(Direction): Write out verbatim the lines of the records below, starting at the line that contains "of the algae-covered" and continuing through the end of the records, inclusive.

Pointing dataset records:

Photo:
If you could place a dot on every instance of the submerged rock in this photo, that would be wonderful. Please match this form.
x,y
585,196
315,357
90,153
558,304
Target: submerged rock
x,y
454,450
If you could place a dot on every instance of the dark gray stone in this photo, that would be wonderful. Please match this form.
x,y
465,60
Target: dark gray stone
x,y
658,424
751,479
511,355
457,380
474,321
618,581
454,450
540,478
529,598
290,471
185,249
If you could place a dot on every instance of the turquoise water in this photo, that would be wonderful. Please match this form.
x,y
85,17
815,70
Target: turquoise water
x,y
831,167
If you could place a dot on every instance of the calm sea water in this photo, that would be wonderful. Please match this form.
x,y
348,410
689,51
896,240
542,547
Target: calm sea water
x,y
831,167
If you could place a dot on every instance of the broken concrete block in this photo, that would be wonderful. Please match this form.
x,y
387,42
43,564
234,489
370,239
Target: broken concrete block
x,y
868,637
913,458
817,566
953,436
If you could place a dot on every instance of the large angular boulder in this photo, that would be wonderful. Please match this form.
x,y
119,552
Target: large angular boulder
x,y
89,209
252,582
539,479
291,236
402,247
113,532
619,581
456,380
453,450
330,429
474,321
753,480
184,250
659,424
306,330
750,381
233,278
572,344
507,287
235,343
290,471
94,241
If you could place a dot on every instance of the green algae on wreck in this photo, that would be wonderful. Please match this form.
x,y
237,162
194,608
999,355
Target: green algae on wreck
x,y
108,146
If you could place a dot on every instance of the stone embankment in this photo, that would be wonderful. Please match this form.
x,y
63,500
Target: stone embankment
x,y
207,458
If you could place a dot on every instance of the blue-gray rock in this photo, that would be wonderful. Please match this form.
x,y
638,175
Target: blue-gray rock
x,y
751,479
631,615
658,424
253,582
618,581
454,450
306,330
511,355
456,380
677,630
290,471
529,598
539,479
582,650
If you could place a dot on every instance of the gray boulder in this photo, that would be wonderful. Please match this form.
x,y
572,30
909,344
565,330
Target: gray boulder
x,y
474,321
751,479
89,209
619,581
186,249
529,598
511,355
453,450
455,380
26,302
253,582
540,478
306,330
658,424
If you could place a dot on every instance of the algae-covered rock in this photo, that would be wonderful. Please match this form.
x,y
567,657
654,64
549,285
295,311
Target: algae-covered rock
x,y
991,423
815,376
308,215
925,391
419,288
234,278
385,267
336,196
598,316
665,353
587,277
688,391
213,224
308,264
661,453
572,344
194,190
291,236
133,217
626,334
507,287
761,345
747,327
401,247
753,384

(Solved problem):
If you could place a dot on every instance of the algae-covered rock in this photo, that would be wonderful. Please match this form.
x,y
567,657
654,64
549,285
295,311
Target: algae-covered rock
x,y
991,423
815,376
308,215
925,391
419,288
234,278
385,267
336,196
598,316
665,353
587,277
688,391
213,224
308,264
661,453
572,344
194,190
291,236
133,217
626,334
507,287
761,345
747,327
401,247
753,384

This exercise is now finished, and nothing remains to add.